**REQUIRED TASK 1**
In the post on SI Jail, how does the writer personally classify question (A)?
**REQUIRED TASK 2**
Report every line of the entries that contains the string "riding".

**EXCERPT**

::::

Re: SI Jail

From: Durant Schoon (
Date: Mon Jun 25 2001 - 17:46:47 MDT

> From: Aaron McBride <>
> Subject: SI Jail
> (Please forgive me if you get this twice. I've been having some email trouble)
> What about putting the SI in a prisoners dilemma type situation?

I like the concept, but this raises bigger issues. First is, which question
we are asking?

A) Given a Super Intelligence who is known to be UnFriendly, could a
        suspicious human *not* be taken over through a VT100 terminal
        and tricked into relasing the SI? (Can we safely jail ver?)

B) Given an SI of *unknown* Friendliness, would we be able to test it
        satisfactorily to determine if it is Friendly, so that we might
        release it? (Can we verify ve is Friendly?)

C) Given an aFriendly* SI seed, could we modify it so that we are convinced
        it is Friendly before releasing it?

I don't think we can actually answer (A) without any of us having any
experience with an SI (ie. without an SI we cannot know its magic, so
we cannot say whether it could take over a human or not). I don't know
how we could be 100% convinced it would be safe. I'd personally
classify this as Unanswerable (but with some clever and interesting
possible safety measures mentioned on this mailing list). We just can't
know the answer, yet. Sorry.

::::

**INPUT FOR THIS TASK**

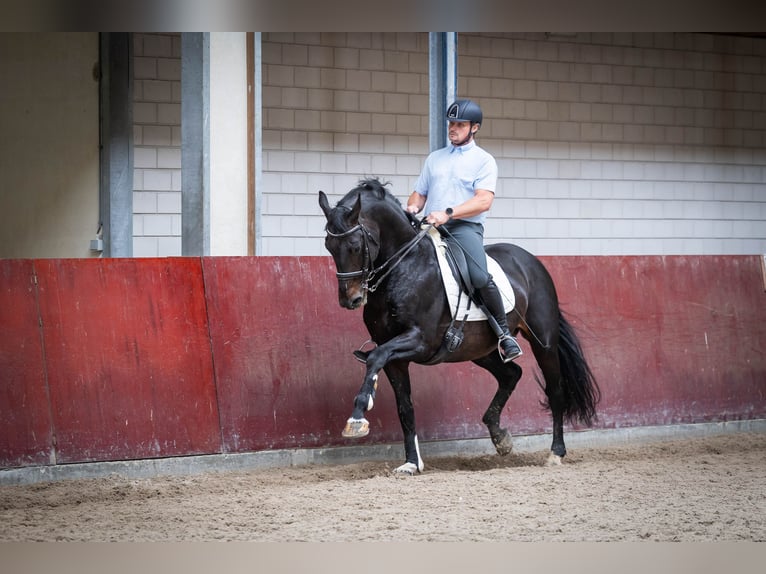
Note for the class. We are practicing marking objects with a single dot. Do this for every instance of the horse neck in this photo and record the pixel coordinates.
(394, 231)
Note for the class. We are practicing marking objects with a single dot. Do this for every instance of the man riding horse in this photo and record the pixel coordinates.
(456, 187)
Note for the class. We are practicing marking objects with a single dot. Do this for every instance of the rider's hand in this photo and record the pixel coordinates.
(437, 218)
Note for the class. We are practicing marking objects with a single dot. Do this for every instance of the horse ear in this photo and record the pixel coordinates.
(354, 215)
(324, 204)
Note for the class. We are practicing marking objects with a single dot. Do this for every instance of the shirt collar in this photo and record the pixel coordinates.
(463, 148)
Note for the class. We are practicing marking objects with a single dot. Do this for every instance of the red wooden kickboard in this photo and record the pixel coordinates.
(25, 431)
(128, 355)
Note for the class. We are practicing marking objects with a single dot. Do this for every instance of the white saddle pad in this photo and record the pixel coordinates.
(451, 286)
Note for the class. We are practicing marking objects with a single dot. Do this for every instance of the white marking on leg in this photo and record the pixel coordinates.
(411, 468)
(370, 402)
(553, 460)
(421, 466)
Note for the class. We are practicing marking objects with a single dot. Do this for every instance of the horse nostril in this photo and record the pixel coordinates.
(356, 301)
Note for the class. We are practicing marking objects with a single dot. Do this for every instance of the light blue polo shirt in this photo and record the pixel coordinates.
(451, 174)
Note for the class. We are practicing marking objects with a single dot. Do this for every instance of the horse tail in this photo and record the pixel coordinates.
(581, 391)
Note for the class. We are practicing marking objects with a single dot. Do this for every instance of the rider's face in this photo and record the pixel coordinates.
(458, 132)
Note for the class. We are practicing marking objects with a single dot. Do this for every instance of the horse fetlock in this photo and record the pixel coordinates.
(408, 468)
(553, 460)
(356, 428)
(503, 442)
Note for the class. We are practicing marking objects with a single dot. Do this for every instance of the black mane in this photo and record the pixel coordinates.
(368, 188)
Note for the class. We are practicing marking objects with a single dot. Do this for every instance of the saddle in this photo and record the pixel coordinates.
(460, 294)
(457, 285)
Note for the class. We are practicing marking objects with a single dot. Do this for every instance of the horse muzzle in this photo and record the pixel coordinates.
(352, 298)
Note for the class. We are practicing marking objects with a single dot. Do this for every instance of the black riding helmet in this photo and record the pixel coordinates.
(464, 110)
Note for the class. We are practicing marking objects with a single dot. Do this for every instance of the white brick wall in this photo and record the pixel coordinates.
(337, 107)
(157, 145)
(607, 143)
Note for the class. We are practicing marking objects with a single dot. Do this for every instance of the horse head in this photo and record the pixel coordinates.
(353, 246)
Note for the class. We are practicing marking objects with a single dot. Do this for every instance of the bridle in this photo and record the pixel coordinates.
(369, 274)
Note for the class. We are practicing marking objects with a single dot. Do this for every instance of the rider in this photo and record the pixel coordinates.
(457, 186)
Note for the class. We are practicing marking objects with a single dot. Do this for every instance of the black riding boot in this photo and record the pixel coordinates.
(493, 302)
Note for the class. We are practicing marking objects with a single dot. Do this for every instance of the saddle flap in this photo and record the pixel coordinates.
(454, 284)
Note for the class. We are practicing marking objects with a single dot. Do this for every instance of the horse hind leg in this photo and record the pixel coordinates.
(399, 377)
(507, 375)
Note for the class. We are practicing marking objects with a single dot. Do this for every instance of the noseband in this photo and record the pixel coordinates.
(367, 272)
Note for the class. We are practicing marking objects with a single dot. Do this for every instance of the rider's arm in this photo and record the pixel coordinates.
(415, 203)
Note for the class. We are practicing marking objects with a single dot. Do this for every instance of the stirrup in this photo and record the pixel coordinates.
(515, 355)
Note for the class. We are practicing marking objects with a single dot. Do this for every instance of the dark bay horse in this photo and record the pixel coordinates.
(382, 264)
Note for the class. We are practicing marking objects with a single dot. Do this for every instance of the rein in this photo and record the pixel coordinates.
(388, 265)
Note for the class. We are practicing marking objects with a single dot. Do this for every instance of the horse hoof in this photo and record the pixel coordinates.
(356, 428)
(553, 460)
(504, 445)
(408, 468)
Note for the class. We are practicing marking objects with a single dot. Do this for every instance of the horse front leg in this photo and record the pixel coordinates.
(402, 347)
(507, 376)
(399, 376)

::::

**TASK ANSWER 1**
As Unanswerable.

**TASK ANSWER 2**
Note for the class. We are practicing marking objects with a single dot. Do this for every instance of the man riding horse in this photo and record the pixel coordinates.
Note for the class. We are practicing marking objects with a single dot. Do this for every instance of the black riding helmet in this photo and record the pixel coordinates.
Note for the class. We are practicing marking objects with a single dot. Do this for every instance of the black riding boot in this photo and record the pixel coordinates.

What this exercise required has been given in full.